• [EXERCISE REQUIREMENTS]: Pull out every line below that contains the word "boundary", matching its case exactly, and copy each one in full.

* begin DATASET CONTENT *

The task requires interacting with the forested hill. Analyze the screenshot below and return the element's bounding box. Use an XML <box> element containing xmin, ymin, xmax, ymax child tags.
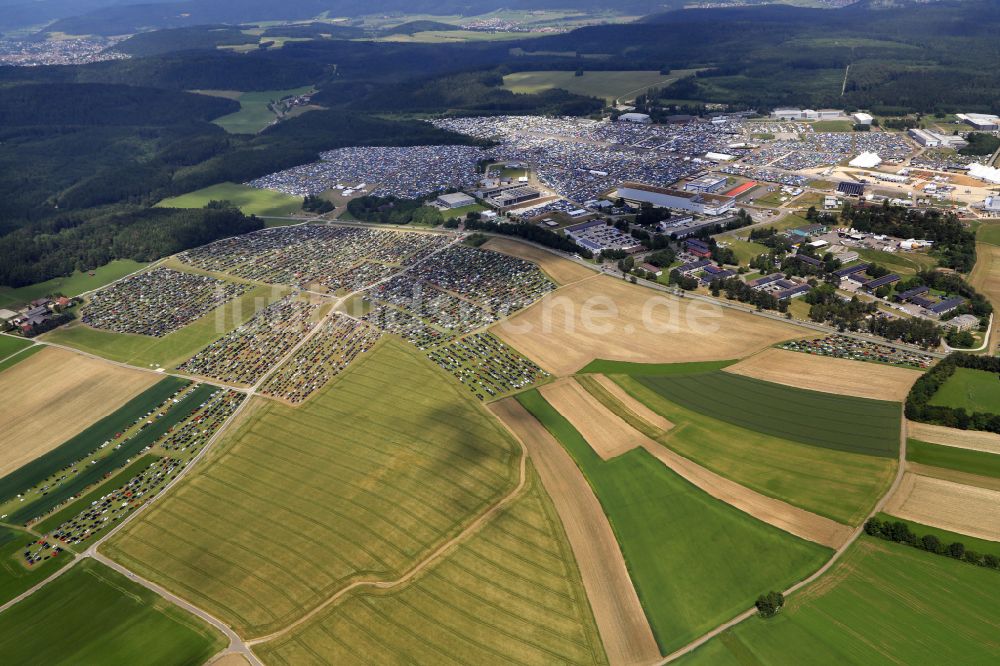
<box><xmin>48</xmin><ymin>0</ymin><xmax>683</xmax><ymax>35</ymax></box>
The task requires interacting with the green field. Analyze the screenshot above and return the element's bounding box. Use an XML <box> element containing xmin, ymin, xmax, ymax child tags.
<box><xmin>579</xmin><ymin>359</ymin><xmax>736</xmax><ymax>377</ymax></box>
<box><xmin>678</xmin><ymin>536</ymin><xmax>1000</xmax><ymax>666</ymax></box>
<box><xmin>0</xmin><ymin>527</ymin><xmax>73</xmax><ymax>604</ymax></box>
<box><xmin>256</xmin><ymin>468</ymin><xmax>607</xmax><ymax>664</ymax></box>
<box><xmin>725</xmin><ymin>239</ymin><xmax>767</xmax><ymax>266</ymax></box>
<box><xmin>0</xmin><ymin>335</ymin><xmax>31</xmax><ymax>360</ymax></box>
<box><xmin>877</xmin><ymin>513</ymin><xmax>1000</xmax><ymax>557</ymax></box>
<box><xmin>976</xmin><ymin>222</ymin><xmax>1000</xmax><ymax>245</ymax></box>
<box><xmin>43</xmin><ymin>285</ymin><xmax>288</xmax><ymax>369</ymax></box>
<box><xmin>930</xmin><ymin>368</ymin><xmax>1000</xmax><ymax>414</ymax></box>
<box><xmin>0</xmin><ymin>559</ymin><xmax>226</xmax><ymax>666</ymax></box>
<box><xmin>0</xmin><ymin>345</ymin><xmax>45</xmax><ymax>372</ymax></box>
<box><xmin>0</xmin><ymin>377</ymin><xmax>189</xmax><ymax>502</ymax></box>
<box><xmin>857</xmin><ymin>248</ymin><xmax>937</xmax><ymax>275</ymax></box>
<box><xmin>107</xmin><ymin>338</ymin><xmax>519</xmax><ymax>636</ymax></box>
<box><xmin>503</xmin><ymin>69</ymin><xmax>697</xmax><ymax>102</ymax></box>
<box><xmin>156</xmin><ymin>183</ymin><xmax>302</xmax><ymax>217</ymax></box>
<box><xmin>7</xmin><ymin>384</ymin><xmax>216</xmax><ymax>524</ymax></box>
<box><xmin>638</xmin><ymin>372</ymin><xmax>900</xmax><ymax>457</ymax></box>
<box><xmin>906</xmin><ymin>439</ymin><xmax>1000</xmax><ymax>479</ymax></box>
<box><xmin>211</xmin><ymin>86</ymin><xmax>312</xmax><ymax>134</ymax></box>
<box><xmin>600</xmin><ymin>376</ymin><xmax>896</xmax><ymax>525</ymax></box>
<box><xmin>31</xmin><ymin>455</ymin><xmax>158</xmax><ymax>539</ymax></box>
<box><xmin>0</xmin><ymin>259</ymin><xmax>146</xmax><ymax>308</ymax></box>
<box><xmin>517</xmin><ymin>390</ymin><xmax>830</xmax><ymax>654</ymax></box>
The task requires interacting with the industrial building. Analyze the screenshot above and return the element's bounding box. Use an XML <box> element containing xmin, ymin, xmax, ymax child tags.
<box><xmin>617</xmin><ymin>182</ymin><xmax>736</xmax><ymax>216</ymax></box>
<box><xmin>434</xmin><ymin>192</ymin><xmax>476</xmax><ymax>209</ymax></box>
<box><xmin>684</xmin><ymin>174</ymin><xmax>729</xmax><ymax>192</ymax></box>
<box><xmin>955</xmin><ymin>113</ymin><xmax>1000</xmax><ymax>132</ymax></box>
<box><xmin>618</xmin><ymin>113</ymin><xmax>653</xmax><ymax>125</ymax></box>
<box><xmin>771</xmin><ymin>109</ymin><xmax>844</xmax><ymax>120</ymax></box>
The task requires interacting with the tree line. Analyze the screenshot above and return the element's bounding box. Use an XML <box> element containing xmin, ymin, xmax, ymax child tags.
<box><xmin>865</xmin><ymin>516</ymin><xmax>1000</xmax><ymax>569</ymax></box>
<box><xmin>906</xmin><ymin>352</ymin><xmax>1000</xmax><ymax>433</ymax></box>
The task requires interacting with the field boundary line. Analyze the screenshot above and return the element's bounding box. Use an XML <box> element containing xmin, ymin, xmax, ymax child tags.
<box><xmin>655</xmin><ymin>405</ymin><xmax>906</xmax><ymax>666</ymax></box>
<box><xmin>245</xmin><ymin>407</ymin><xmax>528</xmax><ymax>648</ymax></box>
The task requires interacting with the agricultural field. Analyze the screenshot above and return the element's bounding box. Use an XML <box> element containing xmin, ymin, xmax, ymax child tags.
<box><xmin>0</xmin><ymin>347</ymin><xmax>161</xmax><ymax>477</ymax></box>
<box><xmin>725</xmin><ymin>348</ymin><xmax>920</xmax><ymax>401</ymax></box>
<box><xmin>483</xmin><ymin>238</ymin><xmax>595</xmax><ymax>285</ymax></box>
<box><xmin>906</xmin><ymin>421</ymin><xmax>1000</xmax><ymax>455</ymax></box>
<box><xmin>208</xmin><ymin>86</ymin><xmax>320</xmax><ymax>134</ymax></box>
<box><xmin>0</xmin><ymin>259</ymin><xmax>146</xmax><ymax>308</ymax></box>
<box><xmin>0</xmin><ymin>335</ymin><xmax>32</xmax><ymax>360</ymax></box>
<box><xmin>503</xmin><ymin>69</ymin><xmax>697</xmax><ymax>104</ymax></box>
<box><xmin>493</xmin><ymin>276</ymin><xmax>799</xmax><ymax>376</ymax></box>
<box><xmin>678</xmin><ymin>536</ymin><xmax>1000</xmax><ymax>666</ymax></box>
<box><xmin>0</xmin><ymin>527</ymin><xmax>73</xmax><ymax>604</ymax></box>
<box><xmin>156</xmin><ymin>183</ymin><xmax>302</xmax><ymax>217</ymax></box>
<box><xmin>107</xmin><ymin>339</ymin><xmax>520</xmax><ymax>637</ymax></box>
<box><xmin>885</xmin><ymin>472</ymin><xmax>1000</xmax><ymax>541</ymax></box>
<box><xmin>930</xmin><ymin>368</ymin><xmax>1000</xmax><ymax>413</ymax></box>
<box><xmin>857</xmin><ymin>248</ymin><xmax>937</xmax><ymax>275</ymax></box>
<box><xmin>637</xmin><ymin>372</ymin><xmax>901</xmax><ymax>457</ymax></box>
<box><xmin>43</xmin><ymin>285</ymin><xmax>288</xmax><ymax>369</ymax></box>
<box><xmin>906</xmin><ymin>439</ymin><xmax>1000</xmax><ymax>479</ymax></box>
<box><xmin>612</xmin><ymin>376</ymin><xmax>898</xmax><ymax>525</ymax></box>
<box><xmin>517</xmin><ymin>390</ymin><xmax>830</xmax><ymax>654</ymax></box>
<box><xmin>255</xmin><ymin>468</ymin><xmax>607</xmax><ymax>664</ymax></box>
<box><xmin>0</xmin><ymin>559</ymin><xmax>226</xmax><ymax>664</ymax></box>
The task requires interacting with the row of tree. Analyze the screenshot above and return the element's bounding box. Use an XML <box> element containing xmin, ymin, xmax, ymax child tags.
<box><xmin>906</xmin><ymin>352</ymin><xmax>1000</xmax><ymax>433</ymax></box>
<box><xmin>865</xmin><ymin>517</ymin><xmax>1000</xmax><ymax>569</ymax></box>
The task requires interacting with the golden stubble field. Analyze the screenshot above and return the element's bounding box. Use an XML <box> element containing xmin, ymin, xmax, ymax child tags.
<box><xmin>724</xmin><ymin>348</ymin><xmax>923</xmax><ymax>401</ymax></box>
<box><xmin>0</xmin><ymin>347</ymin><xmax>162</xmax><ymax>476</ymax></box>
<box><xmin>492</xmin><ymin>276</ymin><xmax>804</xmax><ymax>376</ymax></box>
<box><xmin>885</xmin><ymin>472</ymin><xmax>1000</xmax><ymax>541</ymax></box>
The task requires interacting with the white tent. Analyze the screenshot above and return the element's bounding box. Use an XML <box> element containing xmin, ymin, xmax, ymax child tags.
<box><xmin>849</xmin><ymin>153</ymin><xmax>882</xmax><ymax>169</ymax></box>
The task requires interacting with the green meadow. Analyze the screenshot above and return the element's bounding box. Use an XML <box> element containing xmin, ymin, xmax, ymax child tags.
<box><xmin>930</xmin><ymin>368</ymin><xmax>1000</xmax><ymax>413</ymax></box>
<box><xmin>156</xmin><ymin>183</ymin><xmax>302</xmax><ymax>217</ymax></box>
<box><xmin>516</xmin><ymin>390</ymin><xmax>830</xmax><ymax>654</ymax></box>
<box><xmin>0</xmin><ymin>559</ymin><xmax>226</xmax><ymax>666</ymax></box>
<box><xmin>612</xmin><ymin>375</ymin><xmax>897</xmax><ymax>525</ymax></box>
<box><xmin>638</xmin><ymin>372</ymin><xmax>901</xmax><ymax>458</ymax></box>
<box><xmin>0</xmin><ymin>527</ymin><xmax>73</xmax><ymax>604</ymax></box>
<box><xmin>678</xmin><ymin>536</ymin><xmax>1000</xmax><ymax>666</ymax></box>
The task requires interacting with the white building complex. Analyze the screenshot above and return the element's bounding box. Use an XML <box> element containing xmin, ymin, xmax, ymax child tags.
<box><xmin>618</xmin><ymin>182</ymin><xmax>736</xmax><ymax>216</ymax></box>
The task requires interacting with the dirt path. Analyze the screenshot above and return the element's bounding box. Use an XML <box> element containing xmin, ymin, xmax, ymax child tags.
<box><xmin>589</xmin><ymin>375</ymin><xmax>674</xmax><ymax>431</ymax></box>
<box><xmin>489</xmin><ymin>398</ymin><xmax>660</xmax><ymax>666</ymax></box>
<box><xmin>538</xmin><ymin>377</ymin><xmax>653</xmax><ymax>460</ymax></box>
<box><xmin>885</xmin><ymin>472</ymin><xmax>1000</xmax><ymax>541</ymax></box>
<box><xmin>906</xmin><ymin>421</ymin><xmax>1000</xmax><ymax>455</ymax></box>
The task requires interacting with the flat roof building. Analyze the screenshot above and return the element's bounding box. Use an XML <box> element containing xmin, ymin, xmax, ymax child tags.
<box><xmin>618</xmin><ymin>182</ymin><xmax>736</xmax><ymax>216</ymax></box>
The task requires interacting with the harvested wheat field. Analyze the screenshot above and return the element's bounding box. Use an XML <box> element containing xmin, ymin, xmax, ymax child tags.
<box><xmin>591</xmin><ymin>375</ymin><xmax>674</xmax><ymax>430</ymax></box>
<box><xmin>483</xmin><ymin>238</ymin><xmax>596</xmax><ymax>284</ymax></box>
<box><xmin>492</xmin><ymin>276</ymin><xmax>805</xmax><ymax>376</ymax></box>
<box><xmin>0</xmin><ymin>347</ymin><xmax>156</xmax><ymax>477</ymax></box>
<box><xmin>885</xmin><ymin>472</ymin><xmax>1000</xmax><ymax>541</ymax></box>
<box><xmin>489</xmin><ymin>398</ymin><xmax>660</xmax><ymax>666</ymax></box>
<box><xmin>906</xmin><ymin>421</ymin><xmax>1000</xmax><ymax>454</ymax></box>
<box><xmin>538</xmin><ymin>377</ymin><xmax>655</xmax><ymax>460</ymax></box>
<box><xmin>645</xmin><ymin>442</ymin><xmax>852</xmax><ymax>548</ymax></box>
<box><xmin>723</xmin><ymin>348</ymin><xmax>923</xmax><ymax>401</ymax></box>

* end DATASET CONTENT *

• [RESULT OF THIS TASK]:
The task requires interacting with the field boundary line. Analyze the screenshot above and return the element's bounding box. Use an XML <box> element containing xmin, ymin, xmax, ymax child tags.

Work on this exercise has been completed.